## RECORDS SUPPLIED

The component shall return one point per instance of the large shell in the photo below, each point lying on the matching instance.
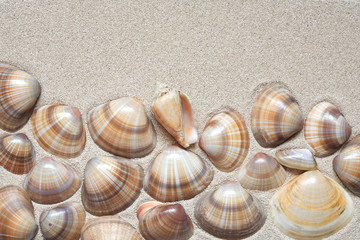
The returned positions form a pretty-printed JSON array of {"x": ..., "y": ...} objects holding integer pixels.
[
  {"x": 122, "y": 127},
  {"x": 17, "y": 220},
  {"x": 225, "y": 140},
  {"x": 262, "y": 172},
  {"x": 19, "y": 92},
  {"x": 51, "y": 182},
  {"x": 59, "y": 130},
  {"x": 177, "y": 174},
  {"x": 63, "y": 222},
  {"x": 326, "y": 129},
  {"x": 311, "y": 206},
  {"x": 111, "y": 184},
  {"x": 230, "y": 212},
  {"x": 275, "y": 117}
]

## TASK PROMPT
Would you retype the listing above exactly, omitting its pictures?

## RESPONSE AREA
The component shall return one point per instance of the large shell in the photo below, each point lying on the matching instance.
The returned positions form a pretty-printed JSON array of {"x": ..., "y": ...} objects holding integer pixels.
[
  {"x": 122, "y": 127},
  {"x": 17, "y": 220},
  {"x": 225, "y": 140},
  {"x": 262, "y": 172},
  {"x": 19, "y": 92},
  {"x": 51, "y": 182},
  {"x": 59, "y": 130},
  {"x": 177, "y": 174},
  {"x": 63, "y": 222},
  {"x": 326, "y": 129},
  {"x": 311, "y": 206},
  {"x": 111, "y": 184},
  {"x": 230, "y": 212},
  {"x": 275, "y": 117}
]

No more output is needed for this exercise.